- **Assignment**:
Write out the data in full, exactly as shown.

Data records
'''

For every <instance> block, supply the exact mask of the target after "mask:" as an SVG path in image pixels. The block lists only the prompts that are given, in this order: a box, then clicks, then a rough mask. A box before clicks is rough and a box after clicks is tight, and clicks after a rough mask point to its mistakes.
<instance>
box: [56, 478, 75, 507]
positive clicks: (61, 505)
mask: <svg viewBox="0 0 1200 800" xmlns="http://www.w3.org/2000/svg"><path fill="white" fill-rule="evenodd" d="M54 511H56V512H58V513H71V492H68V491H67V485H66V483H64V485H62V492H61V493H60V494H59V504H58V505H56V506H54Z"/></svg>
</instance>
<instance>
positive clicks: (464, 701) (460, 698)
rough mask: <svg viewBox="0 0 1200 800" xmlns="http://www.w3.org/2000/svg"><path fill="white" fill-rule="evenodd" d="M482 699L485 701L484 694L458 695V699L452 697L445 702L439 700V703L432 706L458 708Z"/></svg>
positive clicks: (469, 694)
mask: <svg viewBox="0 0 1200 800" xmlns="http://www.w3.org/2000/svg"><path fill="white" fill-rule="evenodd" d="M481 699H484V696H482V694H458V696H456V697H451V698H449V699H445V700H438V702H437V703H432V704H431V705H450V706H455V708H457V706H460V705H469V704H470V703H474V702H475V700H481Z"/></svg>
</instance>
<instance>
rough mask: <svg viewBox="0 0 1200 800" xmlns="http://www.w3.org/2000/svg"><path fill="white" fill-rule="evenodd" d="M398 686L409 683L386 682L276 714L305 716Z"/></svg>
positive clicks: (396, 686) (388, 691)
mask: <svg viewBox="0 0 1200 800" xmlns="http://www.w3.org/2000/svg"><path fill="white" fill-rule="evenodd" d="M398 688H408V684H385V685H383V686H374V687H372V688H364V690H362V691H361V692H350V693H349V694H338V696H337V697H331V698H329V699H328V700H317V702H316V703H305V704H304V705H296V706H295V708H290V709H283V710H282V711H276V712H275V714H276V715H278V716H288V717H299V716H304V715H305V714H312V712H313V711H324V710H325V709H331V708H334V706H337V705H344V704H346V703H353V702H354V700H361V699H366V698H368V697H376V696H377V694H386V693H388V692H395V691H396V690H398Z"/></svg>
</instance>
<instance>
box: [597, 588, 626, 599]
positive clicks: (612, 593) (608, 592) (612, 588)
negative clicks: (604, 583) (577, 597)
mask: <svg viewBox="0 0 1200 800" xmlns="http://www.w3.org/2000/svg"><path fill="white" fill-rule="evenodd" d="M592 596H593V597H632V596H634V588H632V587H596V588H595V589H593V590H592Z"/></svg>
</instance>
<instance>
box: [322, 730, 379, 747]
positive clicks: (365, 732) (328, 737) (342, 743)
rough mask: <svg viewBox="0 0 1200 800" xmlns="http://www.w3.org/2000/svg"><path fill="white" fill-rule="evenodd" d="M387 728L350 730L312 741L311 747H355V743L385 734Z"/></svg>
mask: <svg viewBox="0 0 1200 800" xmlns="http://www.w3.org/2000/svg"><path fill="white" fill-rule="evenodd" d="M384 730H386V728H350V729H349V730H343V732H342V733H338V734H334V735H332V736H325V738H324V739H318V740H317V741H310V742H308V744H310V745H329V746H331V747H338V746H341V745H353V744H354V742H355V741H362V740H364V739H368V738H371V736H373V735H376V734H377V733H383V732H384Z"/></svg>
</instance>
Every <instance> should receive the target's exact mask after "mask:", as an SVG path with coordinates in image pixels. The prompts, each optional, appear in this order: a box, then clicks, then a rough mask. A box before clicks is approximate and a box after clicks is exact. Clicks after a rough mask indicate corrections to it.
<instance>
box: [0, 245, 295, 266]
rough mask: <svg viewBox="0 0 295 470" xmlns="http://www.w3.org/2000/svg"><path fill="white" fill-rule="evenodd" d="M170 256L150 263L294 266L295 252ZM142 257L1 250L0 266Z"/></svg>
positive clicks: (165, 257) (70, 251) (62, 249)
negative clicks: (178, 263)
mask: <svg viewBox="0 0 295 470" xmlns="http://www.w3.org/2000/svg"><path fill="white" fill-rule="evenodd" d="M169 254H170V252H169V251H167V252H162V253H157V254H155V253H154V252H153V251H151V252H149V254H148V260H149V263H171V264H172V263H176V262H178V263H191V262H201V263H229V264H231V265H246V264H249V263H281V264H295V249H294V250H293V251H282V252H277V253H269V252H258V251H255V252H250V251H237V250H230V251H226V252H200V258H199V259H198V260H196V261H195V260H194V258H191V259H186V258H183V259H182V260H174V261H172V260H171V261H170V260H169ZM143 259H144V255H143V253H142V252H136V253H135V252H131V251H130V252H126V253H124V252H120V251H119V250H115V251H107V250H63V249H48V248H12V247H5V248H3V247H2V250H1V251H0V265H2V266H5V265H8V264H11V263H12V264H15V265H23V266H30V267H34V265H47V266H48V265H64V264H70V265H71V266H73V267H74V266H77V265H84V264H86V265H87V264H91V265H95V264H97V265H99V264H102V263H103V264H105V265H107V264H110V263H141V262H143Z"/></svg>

'''

- **Answer to this task**:
For every <instance> block, supply the exact mask of the target after "mask:" as an SVG path in image pixels. The block lists only the prompts that are given, in this order: a box, then clicks, then a rough mask. A box before clicks is rough and a box after clicks is tight, and clicks after a rough mask point to its mistakes.
<instance>
box: [56, 478, 75, 507]
positive clicks: (61, 505)
mask: <svg viewBox="0 0 1200 800" xmlns="http://www.w3.org/2000/svg"><path fill="white" fill-rule="evenodd" d="M54 511H56V512H58V513H71V492H68V491H67V485H66V483H64V485H62V492H61V493H60V494H59V504H58V505H56V506H54Z"/></svg>
</instance>
<instance>
positive clicks: (464, 701) (460, 698)
rough mask: <svg viewBox="0 0 1200 800" xmlns="http://www.w3.org/2000/svg"><path fill="white" fill-rule="evenodd" d="M482 699L485 701L484 694L458 695V699L452 697L445 702L439 700V703L432 706L458 708Z"/></svg>
positive clicks: (469, 694)
mask: <svg viewBox="0 0 1200 800" xmlns="http://www.w3.org/2000/svg"><path fill="white" fill-rule="evenodd" d="M481 699H484V696H482V694H458V696H456V697H451V698H449V699H445V700H438V702H437V703H432V704H431V705H450V706H455V708H457V706H460V705H469V704H470V703H474V702H475V700H481Z"/></svg>
</instance>
<instance>
rough mask: <svg viewBox="0 0 1200 800" xmlns="http://www.w3.org/2000/svg"><path fill="white" fill-rule="evenodd" d="M398 686L409 683L386 682L276 714L305 716Z"/></svg>
positive clicks: (396, 686) (388, 691)
mask: <svg viewBox="0 0 1200 800" xmlns="http://www.w3.org/2000/svg"><path fill="white" fill-rule="evenodd" d="M398 688H408V684H385V685H383V686H374V687H372V688H364V690H362V691H361V692H350V693H349V694H338V696H337V697H331V698H329V699H328V700H317V702H316V703H305V704H304V705H296V706H295V708H290V709H283V710H282V711H276V712H275V714H276V715H278V716H288V717H299V716H304V715H305V714H312V712H313V711H324V710H325V709H331V708H334V706H337V705H344V704H346V703H353V702H354V700H361V699H366V698H368V697H376V696H377V694H386V693H388V692H395V691H396V690H398Z"/></svg>
</instance>
<instance>
box: [597, 588, 626, 599]
positive clicks: (612, 593) (608, 592) (612, 588)
negative clicks: (604, 583) (577, 597)
mask: <svg viewBox="0 0 1200 800" xmlns="http://www.w3.org/2000/svg"><path fill="white" fill-rule="evenodd" d="M592 596H593V597H632V596H634V588H632V587H596V588H595V589H593V590H592Z"/></svg>
</instance>
<instance>
box: [322, 730, 379, 747]
positive clicks: (365, 732) (328, 737) (342, 743)
rough mask: <svg viewBox="0 0 1200 800" xmlns="http://www.w3.org/2000/svg"><path fill="white" fill-rule="evenodd" d="M387 728L350 730L312 741L311 747H355V743L385 734Z"/></svg>
mask: <svg viewBox="0 0 1200 800" xmlns="http://www.w3.org/2000/svg"><path fill="white" fill-rule="evenodd" d="M384 730H386V728H350V729H349V730H343V732H342V733H338V734H334V735H332V736H325V738H324V739H318V740H317V741H310V742H308V744H310V745H329V746H331V747H338V746H341V745H353V744H354V742H355V741H362V740H364V739H368V738H371V736H373V735H376V734H377V733H383V732H384Z"/></svg>
</instance>
Every <instance> should receive the target's exact mask after "mask:", as an SVG path with coordinates in image pixels. The prompts, each optional, appear in this order: a box, then clicks, then a rough mask. A box before clicks is approximate and a box after clicks is exact. Clicks after a rough mask indicate corrections to it.
<instance>
box: [0, 245, 295, 266]
rough mask: <svg viewBox="0 0 295 470" xmlns="http://www.w3.org/2000/svg"><path fill="white" fill-rule="evenodd" d="M170 256L150 263L294 266L295 252ZM142 257L1 250L0 266Z"/></svg>
positive clicks: (165, 257) (70, 251) (62, 249)
negative clicks: (178, 263)
mask: <svg viewBox="0 0 295 470" xmlns="http://www.w3.org/2000/svg"><path fill="white" fill-rule="evenodd" d="M169 254H170V252H169V251H167V252H162V253H157V254H155V253H154V252H153V251H151V252H149V254H148V260H149V263H171V264H172V263H176V262H178V263H191V262H201V263H229V264H231V265H246V264H249V263H281V264H295V249H294V250H293V251H282V252H277V253H269V252H258V251H255V252H250V251H237V250H230V251H226V252H200V258H199V259H198V260H196V261H195V260H194V258H191V259H186V258H183V259H182V260H174V261H172V260H171V261H170V260H169ZM143 259H144V255H143V253H142V252H136V253H135V252H131V251H130V252H126V253H124V252H120V251H119V250H115V251H107V250H63V249H48V248H12V247H5V248H3V247H2V250H1V251H0V265H2V266H5V265H8V264H11V263H12V264H15V265H23V266H30V267H34V265H47V266H48V265H64V264H70V265H71V266H73V267H74V266H77V265H84V264H86V265H87V264H91V265H95V264H97V265H99V264H102V263H103V264H105V265H107V264H110V263H141V262H143Z"/></svg>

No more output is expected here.